Saved entries:
[Start of Attachment]

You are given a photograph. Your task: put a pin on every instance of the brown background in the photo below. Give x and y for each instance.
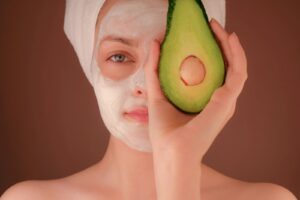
(49, 121)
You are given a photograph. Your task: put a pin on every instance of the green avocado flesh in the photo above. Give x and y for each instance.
(189, 34)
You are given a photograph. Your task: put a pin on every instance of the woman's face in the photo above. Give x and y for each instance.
(124, 32)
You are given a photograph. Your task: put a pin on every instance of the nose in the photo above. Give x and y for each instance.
(138, 84)
(140, 92)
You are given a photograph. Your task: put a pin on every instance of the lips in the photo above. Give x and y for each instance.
(139, 114)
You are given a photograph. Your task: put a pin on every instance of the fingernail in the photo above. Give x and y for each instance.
(234, 36)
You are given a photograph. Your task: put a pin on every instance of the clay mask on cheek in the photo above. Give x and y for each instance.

[End of Attachment]

■ EXERCISE
Each entry, start to finish, goes into your copy exactly; the pictures stay out.

■ SOLUTION TO THIS EXERCISE
You are given a photograph. Your task: put a pin on every instance of the brown background in the photo below. Give x and y for each instance.
(49, 121)
You are given a photograph. Your task: put a pin on every instance of the green avocado flesh in the photo above. Give x and y for each instance.
(189, 34)
You are given a photograph. Your task: put a pin on every instance of the woman's face in the photo above. Give x and y for each instance.
(124, 32)
You are given a photograph. Your task: put a pin on every instance of the nose in the photo above. Give x and y for each instance.
(138, 84)
(140, 92)
You are given a photograph. Your task: put a pin on every instance of the lips in the photo above. Give x and y for each instance.
(139, 114)
You are given a photograph. Your task: put a pin on every instance of the fingernail in the photo above. Give x and y for each instance.
(234, 36)
You are given a photograph. Your task: put a pin on every instance of the clay mask on cheek in the photo above. Give x and y for each instance.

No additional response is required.